— Start EXTRACTED ENTRIES —
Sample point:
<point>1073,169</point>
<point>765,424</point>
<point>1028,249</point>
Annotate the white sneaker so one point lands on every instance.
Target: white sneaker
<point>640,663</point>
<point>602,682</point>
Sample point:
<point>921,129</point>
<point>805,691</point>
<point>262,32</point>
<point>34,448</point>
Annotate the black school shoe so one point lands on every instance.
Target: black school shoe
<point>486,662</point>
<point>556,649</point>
— End EXTRACTED ENTRIES —
— Start EXTRACTED ENTRIES —
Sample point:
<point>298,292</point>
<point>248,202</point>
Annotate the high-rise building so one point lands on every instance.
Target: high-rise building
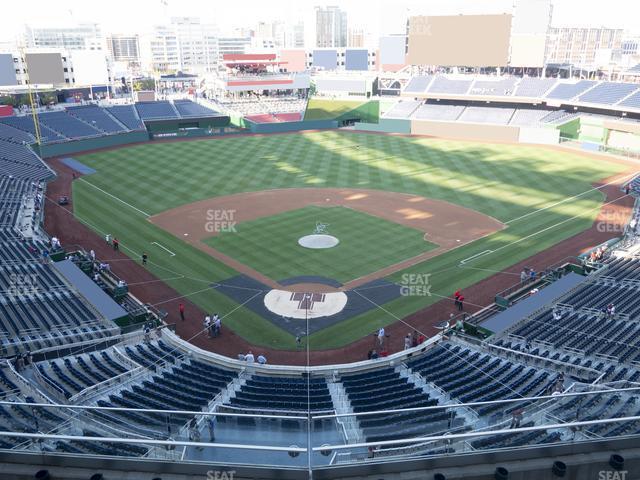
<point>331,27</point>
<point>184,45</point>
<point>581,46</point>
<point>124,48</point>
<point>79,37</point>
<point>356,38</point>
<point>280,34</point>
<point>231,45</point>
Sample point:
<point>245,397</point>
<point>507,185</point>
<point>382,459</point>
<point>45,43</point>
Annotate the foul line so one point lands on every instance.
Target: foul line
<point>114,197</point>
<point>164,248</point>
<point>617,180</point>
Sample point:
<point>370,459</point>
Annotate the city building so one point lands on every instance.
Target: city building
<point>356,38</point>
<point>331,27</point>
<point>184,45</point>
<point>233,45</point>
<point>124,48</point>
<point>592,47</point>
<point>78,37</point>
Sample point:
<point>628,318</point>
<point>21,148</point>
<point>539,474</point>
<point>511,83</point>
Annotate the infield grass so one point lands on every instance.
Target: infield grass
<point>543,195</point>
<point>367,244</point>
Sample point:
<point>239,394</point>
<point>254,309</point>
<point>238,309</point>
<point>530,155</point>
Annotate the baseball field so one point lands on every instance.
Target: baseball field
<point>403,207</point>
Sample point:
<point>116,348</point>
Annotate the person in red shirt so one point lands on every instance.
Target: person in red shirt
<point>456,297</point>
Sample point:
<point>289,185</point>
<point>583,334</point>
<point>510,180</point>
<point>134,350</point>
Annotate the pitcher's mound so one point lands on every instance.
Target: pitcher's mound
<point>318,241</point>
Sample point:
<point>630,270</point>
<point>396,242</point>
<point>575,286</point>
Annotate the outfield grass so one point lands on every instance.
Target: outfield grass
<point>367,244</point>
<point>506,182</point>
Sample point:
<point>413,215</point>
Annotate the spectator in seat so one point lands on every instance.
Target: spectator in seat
— End EXTRACTED ENTRIES —
• **GIVEN TASK**
Locate each line in the records above that contains the string "Target" and copy those lines out. Matching is case-sensitive.

• **ANSWER TO THIS PROBLEM**
Target: white sneaker
Target: black school shoe
Target: high-rise building
Target: foul line
Target: city building
Target: infield grass
Target: baseball field
Target: person in red shirt
Target: pitcher's mound
Target: outfield grass
Target: spectator in seat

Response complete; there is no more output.